───── DATA LINES ─────

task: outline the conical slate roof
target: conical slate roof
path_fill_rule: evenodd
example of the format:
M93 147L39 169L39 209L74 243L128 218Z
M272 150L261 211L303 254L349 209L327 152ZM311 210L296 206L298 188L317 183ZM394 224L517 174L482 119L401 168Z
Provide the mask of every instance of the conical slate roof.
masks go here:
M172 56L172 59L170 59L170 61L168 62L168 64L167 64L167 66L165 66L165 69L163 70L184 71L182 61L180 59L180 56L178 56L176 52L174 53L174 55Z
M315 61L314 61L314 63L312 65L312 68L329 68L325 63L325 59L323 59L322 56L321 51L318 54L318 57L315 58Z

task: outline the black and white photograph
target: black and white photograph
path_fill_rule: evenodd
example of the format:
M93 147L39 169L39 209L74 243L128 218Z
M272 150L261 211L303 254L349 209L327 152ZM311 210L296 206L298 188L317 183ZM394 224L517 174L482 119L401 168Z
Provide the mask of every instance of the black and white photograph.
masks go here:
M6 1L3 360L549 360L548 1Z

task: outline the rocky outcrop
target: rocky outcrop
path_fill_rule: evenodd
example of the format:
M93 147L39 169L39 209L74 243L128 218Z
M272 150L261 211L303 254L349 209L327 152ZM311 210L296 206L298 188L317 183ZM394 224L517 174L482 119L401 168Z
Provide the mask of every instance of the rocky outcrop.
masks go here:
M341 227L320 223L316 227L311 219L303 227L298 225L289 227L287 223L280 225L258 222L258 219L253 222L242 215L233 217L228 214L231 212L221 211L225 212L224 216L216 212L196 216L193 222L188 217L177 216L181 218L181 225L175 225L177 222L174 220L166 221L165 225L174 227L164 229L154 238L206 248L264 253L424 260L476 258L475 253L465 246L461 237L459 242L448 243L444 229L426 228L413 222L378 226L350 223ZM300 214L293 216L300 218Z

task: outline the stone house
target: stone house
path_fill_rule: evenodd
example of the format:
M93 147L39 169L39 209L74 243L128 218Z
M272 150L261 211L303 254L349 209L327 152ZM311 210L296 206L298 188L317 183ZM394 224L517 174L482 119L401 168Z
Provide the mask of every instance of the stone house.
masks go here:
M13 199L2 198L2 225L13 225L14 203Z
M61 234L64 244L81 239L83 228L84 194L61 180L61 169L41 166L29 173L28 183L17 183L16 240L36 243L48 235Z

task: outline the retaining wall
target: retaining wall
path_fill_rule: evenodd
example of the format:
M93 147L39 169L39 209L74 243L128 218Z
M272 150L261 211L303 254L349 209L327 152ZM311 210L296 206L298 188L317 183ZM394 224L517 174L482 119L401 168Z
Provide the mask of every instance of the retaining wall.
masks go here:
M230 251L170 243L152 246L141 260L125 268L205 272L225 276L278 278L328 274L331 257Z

─────

Write out all of the material above again, word for word and line for line, from the first line to the last.

CORRECT OUTPUT:
task: outline the conical slate roof
target: conical slate roof
path_fill_rule: evenodd
example of the format:
M93 147L39 169L39 209L74 243L128 218Z
M272 150L261 211L303 254L349 209L327 152ZM311 210L296 206L298 188L317 183ZM394 224L517 174L482 119L401 168Z
Provide the mask of every instance of the conical slate roof.
masks go here:
M172 56L172 59L170 59L170 61L168 62L168 64L167 64L167 66L165 66L165 69L163 70L184 71L182 61L180 59L180 56L178 56L176 52L174 53L174 55Z
M315 61L314 61L314 63L312 65L312 68L329 68L325 63L325 59L323 59L322 56L321 51L318 54L318 57L315 58Z

task: outline the black and white photograph
target: black and white photograph
path_fill_rule: evenodd
example of the format:
M93 147L39 169L39 209L74 243L128 218Z
M272 150L261 211L303 254L349 209L327 152ZM311 210L296 206L298 188L317 183ZM394 224L517 174L482 119L401 168Z
Provide the mask of every instance of the black and white photograph.
masks go here:
M6 1L3 360L549 360L548 1Z

task: outline the rocky outcrop
target: rocky outcrop
path_fill_rule: evenodd
example of the format:
M93 147L39 169L39 209L74 243L128 218Z
M272 150L261 211L303 254L349 209L327 152ZM311 210L296 206L298 188L317 183ZM394 224L517 174L482 119L401 168Z
Provide the mask of every instance of the rocky outcrop.
masks go here:
M341 227L320 223L316 227L311 219L303 227L298 225L289 227L287 223L280 225L258 222L258 219L253 222L242 215L233 217L228 214L231 212L221 211L225 212L224 216L216 212L196 216L193 222L188 217L177 216L181 218L181 225L175 225L177 222L174 220L166 221L165 225L174 227L164 229L154 238L206 248L264 253L424 260L476 258L475 253L465 246L461 237L459 242L448 243L444 229L426 228L413 222L378 226L350 223ZM300 214L293 216L300 218Z

task: outline the stone house
target: stone house
path_fill_rule: evenodd
example of the format:
M93 147L39 169L39 209L74 243L128 218Z
M272 150L261 211L303 254L349 209L327 152ZM311 210L296 206L298 188L317 183ZM394 224L517 174L482 119L401 168Z
Provide the mask of every instance of the stone house.
masks go here:
M13 199L2 198L2 225L13 225L14 203Z
M61 234L64 244L81 239L83 228L84 194L61 180L61 169L41 166L29 173L28 183L17 183L16 240L36 243L48 235Z

task: outline the retaining wall
target: retaining wall
path_fill_rule: evenodd
example of the format:
M93 147L39 169L39 209L74 243L128 218Z
M272 150L261 211L303 254L349 209L327 152ZM311 210L296 206L298 188L317 183ZM394 224L517 174L482 119L401 168Z
Provide the mask of every instance of the retaining wall.
masks go here:
M230 251L170 243L152 246L141 260L125 268L205 272L225 276L278 278L328 274L331 257Z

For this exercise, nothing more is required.